▶ Sayfa Alıntısı:
•••

Seçimlerden Bir Seçim mi?
O anlamda bu seçimlerin Türkiye’de son yirmi yılda inşa
edilmiş olan yeni rejimin, kısa ve orta vadedeki geleceğini etkileyecek bir
potansiyel taşıdığını görmek zor değildi. Bilindiği üzere mevcut AKP rejimi,
kimi siyaset bilimcileri tarafından kulaklara hoş gelen bir kavramsallaştırma
ile ‘Yarışmacı Otoriter Sistem’ olarak adlandırılıyor. Elbette Türkiye’nin
otoriter sistem denemeleri tarihi oldukça zengin. O nedenle siyaset
bilimcilerin bu yakıştırması ciddiye alındığı takdirde, günümüz AKP rejiminin
Cumhuriyetin yüz yıllık tarihi içinde ‘nevi’i şahsına münhasır’ bir otoriter
rejim olduğu söylenebilir. Çünkü AKP, siyaset bilimcilerin bu yanıltıcı
yakıştırmasını kollarcasına, siyasetin ve özellikle de seçimlerin ‘yarışmacı’
görünümünün korunmasına daima özel bir ihtimam göstermiştir, bundan sonra da aynı
ihtimamı göstereceği kesindir. Bu da anlaşılabilir bir şey olmalı, çünkü her ne
kadar bir dekor da olsa, bu ‘yarışmacı’’ görünüm, günümüz AKP rejimi için
olmazsa olmazdır. O nedenle AKP rejiminde seçimler hiç aksatılmadan, yasalarca
belirlenmiş tarihlerde mutlaka yapılmaktadır. Adaylıklarda, oy sayımlarında,
seçim sonuçlarının açıklanmasında gerçekleşebilecek her türlü usulsüzlük,
yasadışılık ve manipülasyon, her durumda mutlaka mahkemeler, YSK ya da AYM gibi
mevcut anayasal kurumların ‘onay’ından geçmekte ve bunlara mutlaka görünürde de
olsa bir meşruluk kazandırılmaktadır. Yargı organları kullanılarak kimi
siyasetçi ya da partilerin yarışma dışı bırakılması sık sık uygulansa da, belli
başlı siyasi partilerin seçimlere katılması mutlaka sağlanmaktadır. Medya
üzerindeki iktidar kontrolü sürdürülür ve muhalif görünümlü medya organları ve
gazeteciler iktidar tarafından el altından beslenirken, sınırlı da olsa bazı
muhalif medya organlarının faaliyetlerine izin verilmektedir. AKP’nin bu
uygulamalarında son derece dikkatli ve ısrarlı olması sayesindedir ki, örneğin
Mayıs 2023 seçimleri sırasında Fransız Le Monde gazetesinin Türkiye
muhabirleri, bu seçimleri adeta Danimarka ya da Yunanistan seçimlerinden söz
eder gibi yorumlayabilmişlerdir. Söz konusu muhabirlerin aklına, Türkiye’deki
siyasal rejimin, Danimarka ya da Yunanistan’dan çok, Rusya veya Mısır’a
benzediği gelmemiştir.
Yukarıda, Mayıs 2023 seçimlerinin AKP rejiminin kısa ve
orta vadedeki geleceğini etkileyecek bir potansiyel taşıdığından söz ettim.

•••

▶ Çözülecek Görev:
Lütfen sayfa alıntısına dayanarak şu soruları yanıtlayın:
(a) Kimi siyaset bilimcileri mevcut AKP rejimini hangi adla anıyor?
(b) Usulsüzlük, yasadışılık ve manipülasyonlar hangi anayasal kurumların onayından geçiyor?
(c) Le Monde'un Türkiye muhabirleri Mayıs 2023 seçimlerini hangi ülkelerin seçimlerinden söz eder gibi yorumladı?

▶ Kayıt Listesi:
•••

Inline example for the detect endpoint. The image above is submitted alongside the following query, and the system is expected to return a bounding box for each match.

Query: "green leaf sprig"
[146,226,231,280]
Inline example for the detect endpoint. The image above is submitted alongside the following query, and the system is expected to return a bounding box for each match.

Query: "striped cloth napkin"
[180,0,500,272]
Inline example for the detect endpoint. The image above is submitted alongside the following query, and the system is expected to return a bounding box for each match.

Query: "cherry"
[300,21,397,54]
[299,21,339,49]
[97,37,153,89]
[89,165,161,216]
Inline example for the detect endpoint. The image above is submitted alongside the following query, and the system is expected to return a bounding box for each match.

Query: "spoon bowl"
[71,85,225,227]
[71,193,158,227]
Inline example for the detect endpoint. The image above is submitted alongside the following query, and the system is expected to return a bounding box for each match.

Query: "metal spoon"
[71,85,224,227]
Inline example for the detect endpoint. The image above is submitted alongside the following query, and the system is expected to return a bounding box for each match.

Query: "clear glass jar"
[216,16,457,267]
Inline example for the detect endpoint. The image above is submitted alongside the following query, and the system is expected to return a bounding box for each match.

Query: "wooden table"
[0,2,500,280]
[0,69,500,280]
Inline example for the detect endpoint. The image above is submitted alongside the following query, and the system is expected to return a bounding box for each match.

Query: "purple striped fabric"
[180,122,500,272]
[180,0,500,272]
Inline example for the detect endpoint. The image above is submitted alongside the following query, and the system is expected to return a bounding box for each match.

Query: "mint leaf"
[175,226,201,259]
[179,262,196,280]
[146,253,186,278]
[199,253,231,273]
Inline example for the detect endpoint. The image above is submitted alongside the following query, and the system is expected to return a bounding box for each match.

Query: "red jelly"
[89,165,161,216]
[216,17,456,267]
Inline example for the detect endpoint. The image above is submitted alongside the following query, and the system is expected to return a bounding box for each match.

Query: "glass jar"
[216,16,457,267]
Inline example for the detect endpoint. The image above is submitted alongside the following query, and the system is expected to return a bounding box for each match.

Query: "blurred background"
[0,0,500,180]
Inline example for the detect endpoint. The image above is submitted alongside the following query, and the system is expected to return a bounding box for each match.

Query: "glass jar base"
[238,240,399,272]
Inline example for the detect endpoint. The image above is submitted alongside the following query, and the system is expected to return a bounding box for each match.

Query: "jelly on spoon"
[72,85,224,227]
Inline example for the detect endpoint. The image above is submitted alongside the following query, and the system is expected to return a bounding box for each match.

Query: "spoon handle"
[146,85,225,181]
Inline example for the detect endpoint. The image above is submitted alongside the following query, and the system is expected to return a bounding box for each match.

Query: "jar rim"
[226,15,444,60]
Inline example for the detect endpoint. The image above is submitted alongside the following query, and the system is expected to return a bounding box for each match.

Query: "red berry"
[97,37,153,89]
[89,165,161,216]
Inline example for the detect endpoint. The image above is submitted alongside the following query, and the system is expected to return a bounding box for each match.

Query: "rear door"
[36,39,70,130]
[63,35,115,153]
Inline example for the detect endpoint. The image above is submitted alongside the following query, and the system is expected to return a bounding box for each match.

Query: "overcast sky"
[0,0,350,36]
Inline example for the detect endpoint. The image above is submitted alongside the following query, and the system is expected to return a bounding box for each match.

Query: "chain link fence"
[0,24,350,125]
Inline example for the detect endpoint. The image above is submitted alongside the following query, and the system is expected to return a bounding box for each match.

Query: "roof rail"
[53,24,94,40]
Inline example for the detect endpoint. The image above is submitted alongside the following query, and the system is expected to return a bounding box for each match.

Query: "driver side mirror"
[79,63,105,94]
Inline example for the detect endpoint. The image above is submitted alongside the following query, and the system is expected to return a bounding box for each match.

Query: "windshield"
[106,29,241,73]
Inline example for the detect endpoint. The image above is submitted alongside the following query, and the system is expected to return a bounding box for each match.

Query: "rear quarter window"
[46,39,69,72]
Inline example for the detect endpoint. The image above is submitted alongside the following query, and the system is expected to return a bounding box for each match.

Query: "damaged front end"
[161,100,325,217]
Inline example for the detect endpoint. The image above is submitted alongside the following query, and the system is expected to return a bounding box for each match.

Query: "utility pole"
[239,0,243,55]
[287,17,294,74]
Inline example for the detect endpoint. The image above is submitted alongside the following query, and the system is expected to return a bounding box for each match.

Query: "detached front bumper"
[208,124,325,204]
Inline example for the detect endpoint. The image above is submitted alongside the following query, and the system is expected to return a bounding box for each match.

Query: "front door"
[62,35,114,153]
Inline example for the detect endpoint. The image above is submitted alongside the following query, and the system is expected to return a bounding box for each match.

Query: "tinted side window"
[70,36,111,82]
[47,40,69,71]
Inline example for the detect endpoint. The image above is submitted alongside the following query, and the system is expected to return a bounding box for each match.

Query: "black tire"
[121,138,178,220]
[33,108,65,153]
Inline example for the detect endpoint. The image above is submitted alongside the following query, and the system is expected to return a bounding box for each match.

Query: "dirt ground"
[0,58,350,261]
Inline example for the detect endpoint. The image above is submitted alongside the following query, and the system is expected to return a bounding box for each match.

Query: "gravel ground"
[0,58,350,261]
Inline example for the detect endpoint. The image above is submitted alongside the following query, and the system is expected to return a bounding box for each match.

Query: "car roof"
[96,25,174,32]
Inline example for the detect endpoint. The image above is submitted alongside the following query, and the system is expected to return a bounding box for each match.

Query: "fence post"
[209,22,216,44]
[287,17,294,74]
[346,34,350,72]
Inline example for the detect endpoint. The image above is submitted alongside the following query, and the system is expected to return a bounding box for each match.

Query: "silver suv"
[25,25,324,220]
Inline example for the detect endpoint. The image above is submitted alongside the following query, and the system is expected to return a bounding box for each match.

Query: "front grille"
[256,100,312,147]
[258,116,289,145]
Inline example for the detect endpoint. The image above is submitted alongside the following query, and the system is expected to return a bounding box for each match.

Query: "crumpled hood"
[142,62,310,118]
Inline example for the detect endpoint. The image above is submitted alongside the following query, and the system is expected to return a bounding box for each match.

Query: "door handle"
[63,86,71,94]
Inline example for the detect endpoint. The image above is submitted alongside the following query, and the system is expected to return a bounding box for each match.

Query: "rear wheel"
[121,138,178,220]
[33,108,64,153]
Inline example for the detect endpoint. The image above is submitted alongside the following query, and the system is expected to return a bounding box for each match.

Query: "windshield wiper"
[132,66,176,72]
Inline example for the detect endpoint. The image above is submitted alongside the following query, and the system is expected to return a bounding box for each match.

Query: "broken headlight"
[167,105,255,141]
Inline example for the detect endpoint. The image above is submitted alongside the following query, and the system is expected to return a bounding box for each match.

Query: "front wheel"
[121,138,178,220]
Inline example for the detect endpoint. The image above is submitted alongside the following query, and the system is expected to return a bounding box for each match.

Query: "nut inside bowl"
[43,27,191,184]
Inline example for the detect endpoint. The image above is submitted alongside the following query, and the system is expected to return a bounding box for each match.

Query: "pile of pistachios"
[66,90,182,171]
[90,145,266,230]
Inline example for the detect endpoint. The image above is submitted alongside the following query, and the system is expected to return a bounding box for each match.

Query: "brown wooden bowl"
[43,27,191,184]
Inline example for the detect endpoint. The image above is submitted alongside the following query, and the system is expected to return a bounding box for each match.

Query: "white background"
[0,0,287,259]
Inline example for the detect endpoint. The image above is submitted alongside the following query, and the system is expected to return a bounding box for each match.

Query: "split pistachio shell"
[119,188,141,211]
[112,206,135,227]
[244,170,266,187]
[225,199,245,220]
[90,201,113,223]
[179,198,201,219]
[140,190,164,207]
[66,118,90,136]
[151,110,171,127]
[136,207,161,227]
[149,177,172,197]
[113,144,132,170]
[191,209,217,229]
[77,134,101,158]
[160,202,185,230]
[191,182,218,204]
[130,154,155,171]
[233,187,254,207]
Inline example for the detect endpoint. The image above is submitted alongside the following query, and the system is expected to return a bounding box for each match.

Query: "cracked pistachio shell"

•••

▶ Elde Edilen Çıktı:
(a) 'Yarışmacı Otoriter Sistem'
(b) Mahkemeler, YSK ya da AYM
(c) Danimarka ya da Yunanistan